GIVEN PROBLEM 1
List every section heading in the passage on principal component analysis.

DOCUMENT PASSAGE

•••

Last time we discussed the clustering objective and had a look at two approaches, namely K-means and Gaussian Mixture Models (GMMs). In this part, we will continue our discussion on unsupervised learning by exploring dimensionality reduction and introducing Principal Component Analysis (PCA) as a popular method for this task.

Dimensionality Reduction

Intuition: Dimensionality Reduction

The goal of dimensionality reduction is to learn a mapping from the high-dimensional (visible) space $\mathbf{x} \in \mathbb{R}^d$ to a low-dimensional (latent) space $\mathbf{z} \in \mathbb{R}^m$ with $m \ll d$.

Principal Component Analysis (PCA)

Intuition: Principal Component Analysis (PCA)

PCA finds a linear (and orthogonal, but more formally on this later) projection of high-dimensional data $\mathbf{x} \in \mathbb{R}^d$ to a low-dimensional subspace $\mathbf{z} \in \mathbb{R}^m$ such that $\mathbf{z}$ is a good approximation of the data (i..e, retains as much valuable information as possible).

PCA accomplishes this by finding the directions (principal components) that capture the maximum variance in the data.

The intuition is that, our complex data may appear high-dimensional, but there may only be a few degrees of variability (latent factors) that explain most of the variability in the data. For example, in face recognition, there are only a few latent factors that are able to describe most of the variability (lightning, pose, identity).

Derivation: Principal Component Analysis (PCA)

Thus, we understand that a good approximation of the data → reconstruction error made by projection is minimum, which means,

  • We project $\mathbf{x}$ onto $\mathbf{z}$.
  • We want our approximation $\hat{\mathbf{x}}$ (arising from the projection onto $\mathbf{z}$) to be as close as possible to the original data $\mathbf{x}$.
  • Distortion measure: Thus, we can take the squared distance between our original data point $\mathbf{x}_n$ and its (approximate) reconstruction $\hat{\mathbf{x}}$, averaged over all data points, $$ \min \mathcal{L} \coloneqq \frac{1}{N} \sum_{i = 1}^N \Vert \mathbf{x}_i - \hat{\mathbf{x}}_i \Vert^2 $$ But, how can we find a linear subspace that minimizes the reconstruction error? Firstly, we have to choose a 1-dimensional subspace, which can be specified by a unit vector $\mathbf{u}$.

Secondly, we can project 2-dimensional data points onto it by $z = \mathbf{u}^T \mathbf{u}$. Lastly, we can coordinate in the original space that represents the projection onto $\mathbf{u}$ by $(\mathbf{u}^T \mathbf{x}) \mathbf{u}$.

•••

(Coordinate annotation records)
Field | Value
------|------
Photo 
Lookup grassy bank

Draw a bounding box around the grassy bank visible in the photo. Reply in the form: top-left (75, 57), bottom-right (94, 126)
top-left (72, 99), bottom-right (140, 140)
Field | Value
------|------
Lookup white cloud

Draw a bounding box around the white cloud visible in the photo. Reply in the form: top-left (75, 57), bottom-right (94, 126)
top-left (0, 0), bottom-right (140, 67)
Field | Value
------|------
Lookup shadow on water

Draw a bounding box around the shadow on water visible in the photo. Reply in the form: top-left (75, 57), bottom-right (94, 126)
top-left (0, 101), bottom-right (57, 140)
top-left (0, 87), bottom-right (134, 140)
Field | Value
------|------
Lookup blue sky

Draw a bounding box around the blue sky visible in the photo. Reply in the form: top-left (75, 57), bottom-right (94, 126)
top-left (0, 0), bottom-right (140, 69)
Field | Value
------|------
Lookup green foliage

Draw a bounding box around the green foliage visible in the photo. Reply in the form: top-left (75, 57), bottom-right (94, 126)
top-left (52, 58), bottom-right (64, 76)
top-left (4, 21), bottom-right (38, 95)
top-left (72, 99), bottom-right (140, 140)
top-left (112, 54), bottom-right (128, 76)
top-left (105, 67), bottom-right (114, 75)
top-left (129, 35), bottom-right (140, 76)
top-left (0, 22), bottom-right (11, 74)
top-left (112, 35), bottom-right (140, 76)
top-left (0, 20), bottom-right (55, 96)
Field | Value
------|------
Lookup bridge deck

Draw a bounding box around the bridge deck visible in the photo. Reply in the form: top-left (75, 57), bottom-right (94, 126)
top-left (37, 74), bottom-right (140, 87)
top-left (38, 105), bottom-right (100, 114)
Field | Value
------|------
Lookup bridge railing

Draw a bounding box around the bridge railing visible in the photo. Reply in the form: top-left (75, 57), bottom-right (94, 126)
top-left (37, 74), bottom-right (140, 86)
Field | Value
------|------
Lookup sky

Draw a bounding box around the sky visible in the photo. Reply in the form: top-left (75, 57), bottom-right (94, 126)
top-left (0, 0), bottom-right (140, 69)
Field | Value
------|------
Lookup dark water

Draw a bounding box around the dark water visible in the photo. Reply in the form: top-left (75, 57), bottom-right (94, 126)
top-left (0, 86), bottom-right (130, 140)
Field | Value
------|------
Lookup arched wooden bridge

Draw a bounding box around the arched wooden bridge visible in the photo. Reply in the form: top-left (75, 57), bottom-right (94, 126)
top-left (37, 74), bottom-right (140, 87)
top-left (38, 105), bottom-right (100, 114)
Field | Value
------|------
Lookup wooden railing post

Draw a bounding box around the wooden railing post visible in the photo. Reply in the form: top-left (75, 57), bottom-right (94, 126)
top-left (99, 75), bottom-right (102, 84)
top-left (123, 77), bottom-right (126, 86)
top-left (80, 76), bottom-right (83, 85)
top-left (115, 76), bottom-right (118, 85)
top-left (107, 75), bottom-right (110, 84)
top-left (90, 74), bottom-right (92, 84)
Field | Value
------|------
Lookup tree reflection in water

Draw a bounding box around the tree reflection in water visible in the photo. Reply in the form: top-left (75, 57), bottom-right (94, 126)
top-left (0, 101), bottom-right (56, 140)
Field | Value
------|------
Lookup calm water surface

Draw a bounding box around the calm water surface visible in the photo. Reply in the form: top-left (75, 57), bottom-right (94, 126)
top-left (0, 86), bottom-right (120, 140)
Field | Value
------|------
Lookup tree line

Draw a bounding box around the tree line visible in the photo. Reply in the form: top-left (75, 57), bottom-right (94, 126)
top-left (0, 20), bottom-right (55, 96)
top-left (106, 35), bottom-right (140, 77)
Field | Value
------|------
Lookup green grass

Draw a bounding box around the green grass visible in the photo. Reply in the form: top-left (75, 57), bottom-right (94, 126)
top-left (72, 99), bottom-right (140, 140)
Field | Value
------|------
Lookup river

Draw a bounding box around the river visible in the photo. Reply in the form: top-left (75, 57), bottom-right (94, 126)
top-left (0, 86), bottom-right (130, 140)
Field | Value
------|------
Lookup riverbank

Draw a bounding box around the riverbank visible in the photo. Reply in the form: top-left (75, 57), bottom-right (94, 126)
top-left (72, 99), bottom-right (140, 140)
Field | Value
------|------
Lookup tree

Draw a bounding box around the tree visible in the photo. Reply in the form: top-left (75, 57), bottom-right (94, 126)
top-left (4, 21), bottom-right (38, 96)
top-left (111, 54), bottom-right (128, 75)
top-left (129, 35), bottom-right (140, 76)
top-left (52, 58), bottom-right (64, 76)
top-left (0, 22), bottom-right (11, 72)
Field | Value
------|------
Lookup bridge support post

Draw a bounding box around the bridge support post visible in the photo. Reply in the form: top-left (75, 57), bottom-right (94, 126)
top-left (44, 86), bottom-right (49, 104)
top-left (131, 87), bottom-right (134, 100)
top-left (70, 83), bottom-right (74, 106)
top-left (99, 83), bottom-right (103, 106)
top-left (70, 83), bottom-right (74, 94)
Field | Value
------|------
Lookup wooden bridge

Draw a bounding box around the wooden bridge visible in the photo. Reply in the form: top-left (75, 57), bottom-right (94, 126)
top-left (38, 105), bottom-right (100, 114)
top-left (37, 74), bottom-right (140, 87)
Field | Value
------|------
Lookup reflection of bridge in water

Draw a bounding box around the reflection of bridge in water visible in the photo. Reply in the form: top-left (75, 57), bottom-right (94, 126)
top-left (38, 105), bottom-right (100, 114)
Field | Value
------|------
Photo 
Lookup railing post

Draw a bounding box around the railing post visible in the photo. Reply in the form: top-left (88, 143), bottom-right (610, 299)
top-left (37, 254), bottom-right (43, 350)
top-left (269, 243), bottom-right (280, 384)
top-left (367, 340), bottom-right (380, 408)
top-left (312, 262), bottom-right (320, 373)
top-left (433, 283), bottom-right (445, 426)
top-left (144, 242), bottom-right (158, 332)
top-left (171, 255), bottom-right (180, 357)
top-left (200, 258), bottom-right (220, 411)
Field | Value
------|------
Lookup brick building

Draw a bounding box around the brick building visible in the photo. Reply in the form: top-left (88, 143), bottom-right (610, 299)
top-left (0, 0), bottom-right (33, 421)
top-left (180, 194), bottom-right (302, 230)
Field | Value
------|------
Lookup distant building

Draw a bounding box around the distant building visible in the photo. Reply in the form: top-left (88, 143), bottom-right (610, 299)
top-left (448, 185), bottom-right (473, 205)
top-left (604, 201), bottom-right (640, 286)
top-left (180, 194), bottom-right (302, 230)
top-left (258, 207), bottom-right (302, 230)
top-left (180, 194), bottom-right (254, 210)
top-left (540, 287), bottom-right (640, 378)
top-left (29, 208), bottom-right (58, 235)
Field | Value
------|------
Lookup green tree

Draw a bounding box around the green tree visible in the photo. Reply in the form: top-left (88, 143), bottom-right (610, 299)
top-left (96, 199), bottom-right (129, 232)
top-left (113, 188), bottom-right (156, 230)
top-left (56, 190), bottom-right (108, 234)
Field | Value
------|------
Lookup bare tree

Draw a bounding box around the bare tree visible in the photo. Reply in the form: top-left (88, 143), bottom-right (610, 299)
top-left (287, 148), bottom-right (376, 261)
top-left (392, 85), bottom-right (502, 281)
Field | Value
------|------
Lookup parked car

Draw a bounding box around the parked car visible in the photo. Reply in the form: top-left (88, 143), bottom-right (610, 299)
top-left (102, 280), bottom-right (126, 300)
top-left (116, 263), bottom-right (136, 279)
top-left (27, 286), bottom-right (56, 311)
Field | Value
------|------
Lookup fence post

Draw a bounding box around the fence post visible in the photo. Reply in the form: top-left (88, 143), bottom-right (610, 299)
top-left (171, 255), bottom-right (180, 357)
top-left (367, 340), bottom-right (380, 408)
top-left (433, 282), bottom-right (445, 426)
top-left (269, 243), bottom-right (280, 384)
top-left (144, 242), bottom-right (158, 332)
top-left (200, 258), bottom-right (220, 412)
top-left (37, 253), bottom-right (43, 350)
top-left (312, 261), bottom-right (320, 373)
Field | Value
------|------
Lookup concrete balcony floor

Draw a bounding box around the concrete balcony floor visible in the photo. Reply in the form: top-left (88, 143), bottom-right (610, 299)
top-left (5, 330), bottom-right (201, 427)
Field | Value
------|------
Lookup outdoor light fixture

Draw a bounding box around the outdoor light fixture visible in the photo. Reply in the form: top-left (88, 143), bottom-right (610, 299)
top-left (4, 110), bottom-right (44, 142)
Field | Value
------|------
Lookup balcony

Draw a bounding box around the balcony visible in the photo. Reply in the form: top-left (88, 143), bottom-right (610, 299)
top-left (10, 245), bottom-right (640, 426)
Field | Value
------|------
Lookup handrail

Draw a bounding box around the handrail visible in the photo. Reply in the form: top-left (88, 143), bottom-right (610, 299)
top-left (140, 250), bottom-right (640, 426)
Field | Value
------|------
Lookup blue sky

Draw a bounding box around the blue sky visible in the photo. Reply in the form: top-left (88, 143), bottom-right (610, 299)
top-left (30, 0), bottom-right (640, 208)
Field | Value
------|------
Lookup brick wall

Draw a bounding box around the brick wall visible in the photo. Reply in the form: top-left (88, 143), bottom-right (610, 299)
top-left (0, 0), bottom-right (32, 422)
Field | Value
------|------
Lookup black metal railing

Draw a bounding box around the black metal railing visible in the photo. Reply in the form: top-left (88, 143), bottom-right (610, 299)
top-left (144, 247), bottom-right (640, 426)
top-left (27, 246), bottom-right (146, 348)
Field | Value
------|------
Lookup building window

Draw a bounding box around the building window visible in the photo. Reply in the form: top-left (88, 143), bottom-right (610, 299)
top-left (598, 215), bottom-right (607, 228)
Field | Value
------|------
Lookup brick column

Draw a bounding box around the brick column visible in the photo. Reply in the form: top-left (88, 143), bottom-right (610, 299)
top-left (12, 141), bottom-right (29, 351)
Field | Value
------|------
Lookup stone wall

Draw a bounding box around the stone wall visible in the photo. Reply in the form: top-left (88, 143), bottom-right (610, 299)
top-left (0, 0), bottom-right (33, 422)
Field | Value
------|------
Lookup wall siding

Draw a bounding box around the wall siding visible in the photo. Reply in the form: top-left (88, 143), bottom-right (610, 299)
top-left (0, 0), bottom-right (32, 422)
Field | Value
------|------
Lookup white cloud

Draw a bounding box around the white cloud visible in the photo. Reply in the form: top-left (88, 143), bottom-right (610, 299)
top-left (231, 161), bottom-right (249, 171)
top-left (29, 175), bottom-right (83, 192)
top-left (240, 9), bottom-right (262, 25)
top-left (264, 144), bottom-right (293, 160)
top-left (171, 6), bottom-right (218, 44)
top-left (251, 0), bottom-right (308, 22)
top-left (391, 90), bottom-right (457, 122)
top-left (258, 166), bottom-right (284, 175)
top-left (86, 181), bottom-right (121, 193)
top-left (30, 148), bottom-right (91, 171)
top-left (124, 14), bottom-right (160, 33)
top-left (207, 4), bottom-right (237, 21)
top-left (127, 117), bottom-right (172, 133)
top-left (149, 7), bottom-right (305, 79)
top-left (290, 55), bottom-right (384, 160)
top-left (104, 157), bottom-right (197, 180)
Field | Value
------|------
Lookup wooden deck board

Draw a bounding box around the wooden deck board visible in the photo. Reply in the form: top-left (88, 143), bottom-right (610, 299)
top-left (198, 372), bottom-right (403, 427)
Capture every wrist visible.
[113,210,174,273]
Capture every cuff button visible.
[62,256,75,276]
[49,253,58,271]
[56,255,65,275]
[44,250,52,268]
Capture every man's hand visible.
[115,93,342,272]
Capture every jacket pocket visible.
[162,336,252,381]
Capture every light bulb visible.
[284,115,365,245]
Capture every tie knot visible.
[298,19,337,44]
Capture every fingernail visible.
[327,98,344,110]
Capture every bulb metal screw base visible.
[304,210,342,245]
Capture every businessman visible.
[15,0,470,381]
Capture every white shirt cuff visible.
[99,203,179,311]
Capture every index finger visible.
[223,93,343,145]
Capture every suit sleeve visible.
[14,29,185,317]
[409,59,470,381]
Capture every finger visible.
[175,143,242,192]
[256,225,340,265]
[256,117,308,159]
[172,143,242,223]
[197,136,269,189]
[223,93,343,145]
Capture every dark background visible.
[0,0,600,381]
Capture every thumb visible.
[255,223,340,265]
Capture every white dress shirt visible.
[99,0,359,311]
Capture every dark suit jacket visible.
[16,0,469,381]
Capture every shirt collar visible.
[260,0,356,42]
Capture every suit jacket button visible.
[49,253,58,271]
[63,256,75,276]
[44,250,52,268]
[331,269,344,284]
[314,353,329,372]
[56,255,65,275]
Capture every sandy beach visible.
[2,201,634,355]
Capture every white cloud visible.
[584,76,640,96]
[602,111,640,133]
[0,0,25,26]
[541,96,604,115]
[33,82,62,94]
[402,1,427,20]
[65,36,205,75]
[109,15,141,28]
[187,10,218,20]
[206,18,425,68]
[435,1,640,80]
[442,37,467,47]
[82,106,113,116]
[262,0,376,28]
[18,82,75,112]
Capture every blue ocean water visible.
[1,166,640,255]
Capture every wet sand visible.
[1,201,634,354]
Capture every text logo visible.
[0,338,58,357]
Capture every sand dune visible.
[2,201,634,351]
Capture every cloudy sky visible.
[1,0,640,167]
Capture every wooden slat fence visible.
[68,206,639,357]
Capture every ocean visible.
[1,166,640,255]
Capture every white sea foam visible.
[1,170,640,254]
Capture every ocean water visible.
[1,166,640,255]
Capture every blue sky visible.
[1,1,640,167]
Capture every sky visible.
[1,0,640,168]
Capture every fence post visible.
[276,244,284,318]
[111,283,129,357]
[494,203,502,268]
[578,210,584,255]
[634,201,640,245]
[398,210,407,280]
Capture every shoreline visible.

•••

GIVEN PROBLEM 2
Please gather each line of the records that contains the word "cuff".

REPLY 1
Dimensionality Reduction
Intuition: Dimensionality Reduction
Principal Component Analysis (PCA)
Intuition: Principal Component Analysis (PCA)
Derivation: Principal Component Analysis (PCA)

REPLY 2
Capture every cuff button visible.
Capture every white shirt cuff visible.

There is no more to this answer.